:: DATA FOR ANALYSIS
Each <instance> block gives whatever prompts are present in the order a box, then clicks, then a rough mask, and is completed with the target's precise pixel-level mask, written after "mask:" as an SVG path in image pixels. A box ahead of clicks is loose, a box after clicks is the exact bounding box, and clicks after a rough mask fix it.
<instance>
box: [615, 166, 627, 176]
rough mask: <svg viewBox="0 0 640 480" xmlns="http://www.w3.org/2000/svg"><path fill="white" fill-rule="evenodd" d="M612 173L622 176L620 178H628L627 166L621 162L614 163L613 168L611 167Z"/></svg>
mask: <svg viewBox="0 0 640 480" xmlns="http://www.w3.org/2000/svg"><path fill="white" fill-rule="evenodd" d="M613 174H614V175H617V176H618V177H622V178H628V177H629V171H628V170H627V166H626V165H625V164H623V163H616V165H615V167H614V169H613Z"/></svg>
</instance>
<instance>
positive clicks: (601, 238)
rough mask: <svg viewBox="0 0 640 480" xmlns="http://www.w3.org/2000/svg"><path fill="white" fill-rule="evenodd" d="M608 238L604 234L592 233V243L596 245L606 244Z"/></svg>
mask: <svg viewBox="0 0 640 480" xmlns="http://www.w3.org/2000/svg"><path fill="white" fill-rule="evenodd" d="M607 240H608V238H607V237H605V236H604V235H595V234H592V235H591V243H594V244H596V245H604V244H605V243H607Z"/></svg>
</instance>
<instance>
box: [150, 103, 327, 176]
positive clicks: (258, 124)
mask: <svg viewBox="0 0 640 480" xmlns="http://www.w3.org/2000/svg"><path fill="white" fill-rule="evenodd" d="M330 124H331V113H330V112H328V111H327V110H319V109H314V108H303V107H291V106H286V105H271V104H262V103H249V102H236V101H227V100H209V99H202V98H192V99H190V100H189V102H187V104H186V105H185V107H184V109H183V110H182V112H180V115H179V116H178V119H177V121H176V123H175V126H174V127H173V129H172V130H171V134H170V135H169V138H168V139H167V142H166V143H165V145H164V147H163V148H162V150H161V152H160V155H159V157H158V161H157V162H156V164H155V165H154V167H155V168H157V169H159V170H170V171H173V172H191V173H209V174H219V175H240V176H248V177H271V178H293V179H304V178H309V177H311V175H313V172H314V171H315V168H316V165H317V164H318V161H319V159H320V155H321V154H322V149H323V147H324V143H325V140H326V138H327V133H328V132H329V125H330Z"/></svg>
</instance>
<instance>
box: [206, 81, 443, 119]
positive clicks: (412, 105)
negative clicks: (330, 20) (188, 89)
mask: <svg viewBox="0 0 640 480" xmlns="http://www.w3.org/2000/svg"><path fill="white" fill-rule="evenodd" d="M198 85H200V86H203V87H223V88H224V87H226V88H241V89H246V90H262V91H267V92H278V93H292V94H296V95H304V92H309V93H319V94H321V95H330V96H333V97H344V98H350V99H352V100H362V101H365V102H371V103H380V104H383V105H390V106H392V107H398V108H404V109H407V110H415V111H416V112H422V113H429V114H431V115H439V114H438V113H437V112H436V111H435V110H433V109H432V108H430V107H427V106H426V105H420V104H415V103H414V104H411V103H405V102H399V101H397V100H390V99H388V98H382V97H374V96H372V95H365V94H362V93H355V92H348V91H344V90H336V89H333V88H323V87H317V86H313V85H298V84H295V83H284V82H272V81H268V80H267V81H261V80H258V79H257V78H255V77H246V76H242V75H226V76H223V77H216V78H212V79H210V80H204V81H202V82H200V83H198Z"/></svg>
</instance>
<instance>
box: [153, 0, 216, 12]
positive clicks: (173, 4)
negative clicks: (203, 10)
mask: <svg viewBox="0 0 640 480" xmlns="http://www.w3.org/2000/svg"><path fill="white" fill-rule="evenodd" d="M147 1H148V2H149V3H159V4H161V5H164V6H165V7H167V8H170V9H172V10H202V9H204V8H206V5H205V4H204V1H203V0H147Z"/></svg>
::::
- **PROBLEM REQUIREMENTS**: From the records above, reproduce exactly the lines from the one with "positive clicks: (412, 105)" to the one with "box: [153, 0, 216, 12]", both included, and no others.

- **EXPECTED ANSWER**:
positive clicks: (412, 105)
negative clicks: (330, 20) (188, 89)
mask: <svg viewBox="0 0 640 480" xmlns="http://www.w3.org/2000/svg"><path fill="white" fill-rule="evenodd" d="M198 85H200V86H203V87H223V88H224V87H226V88H241V89H246V90H262V91H267V92H278V93H292V94H296V95H304V92H309V93H319V94H321V95H330V96H333V97H344V98H350V99H352V100H362V101H365V102H371V103H380V104H383V105H390V106H392V107H398V108H404V109H407V110H415V111H416V112H422V113H429V114H431V115H439V114H438V113H437V112H436V111H435V110H433V109H432V108H430V107H427V106H426V105H420V104H415V103H414V104H411V103H405V102H399V101H397V100H390V99H388V98H382V97H374V96H372V95H365V94H362V93H355V92H348V91H344V90H336V89H333V88H323V87H317V86H313V85H298V84H295V83H284V82H272V81H268V80H267V81H261V80H258V79H257V78H255V77H246V76H242V75H226V76H223V77H216V78H212V79H210V80H204V81H202V82H200V83H198Z"/></svg>
</instance>
<instance>
box: [153, 0, 216, 12]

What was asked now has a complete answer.